◆ **EXERCISE BRIEF**:
Repeat the data exactly as it stands.

◆ **THE INPUT**:
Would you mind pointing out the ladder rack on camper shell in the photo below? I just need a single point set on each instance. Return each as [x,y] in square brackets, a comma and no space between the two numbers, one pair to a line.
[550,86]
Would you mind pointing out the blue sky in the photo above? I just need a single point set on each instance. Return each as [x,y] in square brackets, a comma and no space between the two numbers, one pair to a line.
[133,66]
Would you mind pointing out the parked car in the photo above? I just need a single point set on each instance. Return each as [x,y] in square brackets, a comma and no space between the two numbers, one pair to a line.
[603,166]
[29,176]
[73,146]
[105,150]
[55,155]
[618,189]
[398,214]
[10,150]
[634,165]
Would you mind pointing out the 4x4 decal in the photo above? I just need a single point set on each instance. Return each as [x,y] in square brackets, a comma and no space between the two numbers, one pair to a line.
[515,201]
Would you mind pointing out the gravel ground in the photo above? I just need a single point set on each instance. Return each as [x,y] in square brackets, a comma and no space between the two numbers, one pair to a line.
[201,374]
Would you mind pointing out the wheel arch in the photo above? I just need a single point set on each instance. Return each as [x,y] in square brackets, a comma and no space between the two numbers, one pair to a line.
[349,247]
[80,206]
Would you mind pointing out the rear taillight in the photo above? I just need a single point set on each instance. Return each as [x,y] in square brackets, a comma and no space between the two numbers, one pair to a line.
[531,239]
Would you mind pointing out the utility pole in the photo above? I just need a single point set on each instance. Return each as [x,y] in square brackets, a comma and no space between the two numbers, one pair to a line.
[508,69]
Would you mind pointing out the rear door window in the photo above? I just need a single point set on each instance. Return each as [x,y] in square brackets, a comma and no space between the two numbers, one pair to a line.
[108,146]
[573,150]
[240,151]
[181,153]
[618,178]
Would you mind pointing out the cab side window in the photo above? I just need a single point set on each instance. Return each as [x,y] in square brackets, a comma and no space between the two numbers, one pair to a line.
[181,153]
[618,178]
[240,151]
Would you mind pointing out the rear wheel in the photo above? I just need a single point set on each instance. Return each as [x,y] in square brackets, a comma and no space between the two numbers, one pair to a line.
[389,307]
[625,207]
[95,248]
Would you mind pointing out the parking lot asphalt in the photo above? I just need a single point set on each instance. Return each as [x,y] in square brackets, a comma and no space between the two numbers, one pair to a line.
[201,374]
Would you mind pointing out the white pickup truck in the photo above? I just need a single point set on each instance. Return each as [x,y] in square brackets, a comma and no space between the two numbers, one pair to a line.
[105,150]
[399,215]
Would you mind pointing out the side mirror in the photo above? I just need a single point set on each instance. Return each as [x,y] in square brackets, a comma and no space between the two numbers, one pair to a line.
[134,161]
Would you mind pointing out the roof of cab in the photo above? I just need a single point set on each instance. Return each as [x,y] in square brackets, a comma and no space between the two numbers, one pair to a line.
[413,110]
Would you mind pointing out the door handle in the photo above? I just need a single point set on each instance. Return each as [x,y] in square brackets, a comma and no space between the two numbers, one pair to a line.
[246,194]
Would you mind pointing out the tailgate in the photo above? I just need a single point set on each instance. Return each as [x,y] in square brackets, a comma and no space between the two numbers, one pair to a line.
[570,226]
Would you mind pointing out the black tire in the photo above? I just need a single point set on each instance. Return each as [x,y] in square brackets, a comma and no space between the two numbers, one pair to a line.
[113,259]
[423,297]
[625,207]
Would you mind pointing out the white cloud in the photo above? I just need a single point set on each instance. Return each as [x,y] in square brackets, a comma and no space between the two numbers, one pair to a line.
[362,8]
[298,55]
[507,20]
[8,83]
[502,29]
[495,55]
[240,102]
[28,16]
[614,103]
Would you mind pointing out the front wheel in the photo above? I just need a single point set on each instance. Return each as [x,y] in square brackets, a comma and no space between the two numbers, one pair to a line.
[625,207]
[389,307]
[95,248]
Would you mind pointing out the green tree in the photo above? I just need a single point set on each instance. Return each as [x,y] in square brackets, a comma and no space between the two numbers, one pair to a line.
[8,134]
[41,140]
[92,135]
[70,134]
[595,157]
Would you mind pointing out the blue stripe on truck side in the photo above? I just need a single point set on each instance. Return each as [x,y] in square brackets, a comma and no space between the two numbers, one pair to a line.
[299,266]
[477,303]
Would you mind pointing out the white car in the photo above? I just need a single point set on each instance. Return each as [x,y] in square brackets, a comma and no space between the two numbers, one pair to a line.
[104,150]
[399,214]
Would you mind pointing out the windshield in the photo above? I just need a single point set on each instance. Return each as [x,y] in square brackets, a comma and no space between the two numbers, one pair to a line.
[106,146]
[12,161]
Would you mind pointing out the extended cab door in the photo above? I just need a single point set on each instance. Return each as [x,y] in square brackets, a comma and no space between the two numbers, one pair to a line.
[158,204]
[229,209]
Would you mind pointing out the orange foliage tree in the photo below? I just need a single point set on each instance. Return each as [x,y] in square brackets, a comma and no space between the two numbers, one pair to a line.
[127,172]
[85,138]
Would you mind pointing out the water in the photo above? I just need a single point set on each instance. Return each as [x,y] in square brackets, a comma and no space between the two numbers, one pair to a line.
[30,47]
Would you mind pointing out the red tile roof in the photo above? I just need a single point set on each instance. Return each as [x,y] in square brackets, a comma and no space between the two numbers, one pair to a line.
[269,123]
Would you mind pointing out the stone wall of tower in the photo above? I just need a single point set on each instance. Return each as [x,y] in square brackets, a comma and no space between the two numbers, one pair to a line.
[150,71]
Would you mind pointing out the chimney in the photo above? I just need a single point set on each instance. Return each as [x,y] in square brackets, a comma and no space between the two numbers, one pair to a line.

◆ **ANSWER**:
Would you mind pointing out the ladder rack on camper shell in the photo below? I just need a single point set on each instance. Return each as [x,y] in square brackets, a comma and no space between the two numbers, one pair to a line.
[550,86]
Would you mind pointing out the blue sky in the photo above? I just need a single point set on each instance. Return each as [x,y] in square brackets, a comma and no space between the two numbers, one pair to a line.
[133,66]
Would you mind pointing out the parked car in the photo above? I just need a single point set on each instance. Return each as [x,y] in square brackets, a comma and no space between the two numbers, one pair to a line.
[603,166]
[29,176]
[73,146]
[105,150]
[55,155]
[618,189]
[398,214]
[10,150]
[634,165]
Would you mind pointing out the 4x4 decal in the photo above? I just need a single point set on each instance. Return each as [x,y] in square brackets, a comma and no space between the two numbers, one pair to a line.
[515,201]
Would you mind pointing out the gravel ground in the photo above? I just need a single point set on each instance. Return each as [x,y] in square brackets, a comma and no space between the two numbers, one pair to a line.
[201,374]
Would you mind pointing out the wheel arch in the photo above? I just need a single point set on each instance. Return each as [x,y] in square brackets, a comma and no space between the two numbers, one pair to a line.
[349,247]
[80,206]
Would you mind pointing out the rear taillight in the photo above? I just need a single point set on each instance. Return each as [x,y] in square brackets, a comma and no space between the two numbers, one pair to a line.
[531,239]
Would you mind pointing out the utility pole in the photo above? I just need a single point set on each instance. Return each as [x,y] in square brackets, a comma and no space between the two numbers, one pair to a line.
[508,69]
Would you mind pointing out the rear door window in the photo above? I just need a single point set on each instance. Return each as [x,y] in square brackets, a comma and no space between the two numbers, one pair to a line.
[108,146]
[573,150]
[240,151]
[181,153]
[618,178]
Would you mind pointing out the cab side window in the photo above? I just need a single point set on each instance. Return each as [x,y] in square brackets, a comma and no space between the two numbers, one pair to a line.
[181,153]
[618,178]
[240,151]
Would you mind pointing out the rear wheel in the photo above? I just need a single point set on each instance. Return each as [x,y] in square brackets, a comma and no space between the two numbers, one pair to a line.
[389,307]
[625,207]
[95,248]
Would you mind pointing out the parking lot asphalt in the photo above? I just need a single point set on each instance. Return each as [x,y] in square brackets, a comma and no space between the two numbers, one pair to a line.
[201,374]
Would you mind pointing out the white pickup truck in the photo above? I just need a single point set on each instance. Return each as [x,y] in square brackets, a comma and no space between the two numbers, one pair to a line.
[105,150]
[399,215]
Would you mind pointing out the side mirror in the photo above? I just need a single point set on each instance. Return each as [x,y] in square brackets, a comma and no space between the two numbers, one pair to a line.
[134,161]
Would you mind pointing out the roof of cab in the photo above? I just need a single point set on each instance. Return each as [x,y] in square brackets, a comma and no space between the two numbers, one pair to a line.
[413,110]
Would you mind pointing out the door handle in the photo above? I just need a single point set on each instance. Return each as [x,y] in square brackets, a comma and no space between the two numbers, one pair to a line.
[246,194]
Would you mind pointing out the tailgate in the photo above? I just need a single point set on each instance. Return each as [x,y] in square brackets, a comma and no space between the two numbers, one pair to a line.
[570,226]
Would you mind pointing out the black tire in the photo above? I just need a single point set on each instance. Return each as [x,y] in square brackets, a comma and no space between the two numbers, one pair to a line.
[113,259]
[423,297]
[625,207]
Would you mind pointing out the white cloud in the photo above? I just need a single point set on each instance. Return each as [x,y] in square brackets, a comma and no space between the two numbers, one pair to a line.
[362,8]
[298,55]
[507,20]
[8,83]
[502,29]
[495,55]
[240,102]
[28,16]
[614,103]
Would you mind pointing out the front wheel in the photo above? I just need a single point set on each instance. Return each as [x,y] in square brackets, a comma and no space between the two numbers, one pair to a line.
[625,207]
[389,307]
[95,248]
Would you mind pointing out the green tree in the photo above? I just need a single point set on each instance. Return each as [x,y] in square brackets, a comma and no space between the two numbers, one pair to a line.
[8,134]
[41,140]
[92,135]
[70,134]
[595,157]
Would you mind pointing out the blue stripe on truck side in the photo above? I just need a single point set on each instance. Return each as [x,y] in square brackets, a comma and no space between the two numbers, one pair to a line.
[299,266]
[477,303]
Would you mind pointing out the white car in the photo above? I just need a single point set on each instance. Return each as [x,y] in square brackets, a comma and no space between the two numbers, one pair to a line.
[104,150]
[399,214]
Would you mind pointing out the windshield in the photo above? I just need a single point set on each instance. Return each as [x,y] in square brackets, a comma and no space between the two numbers, one pair to a line.
[106,146]
[12,161]
Would you mind pointing out the extended cab door in the photo above? I just need a single point set on each instance. Return each as [x,y] in square brackets, a comma and no space between the two numbers, one pair to a line.
[158,204]
[229,209]
Would you mind pointing out the orange foliage tree in the photo below? I just need a single point set on each instance. Return each as [x,y] in square brackets, a comma and no space between the two numbers, one pair to a line.
[127,172]
[85,138]
Would you mind pointing out the water in the photo above? I just need a single point set on each instance. Return each as [x,y] in square brackets, a comma and no space between the two numbers, one pair to a line.
[30,47]
Would you mind pointing out the red tile roof in the photo above? I just need a single point set on each instance. Return each as [x,y] in square brackets, a comma and no space between the two numbers, one pair to a line.
[269,123]
Would you mind pointing out the stone wall of tower in the photo above? I just need a single point set on each instance. Return each as [x,y] in square brackets, a comma and no space between the two numbers, one pair to a line.
[150,71]
Would you mind pointing out the chimney in the photo above? I just need a single point set on each instance. Return each as [x,y] in square brackets, a comma and no space between the two numbers, one pair to a line.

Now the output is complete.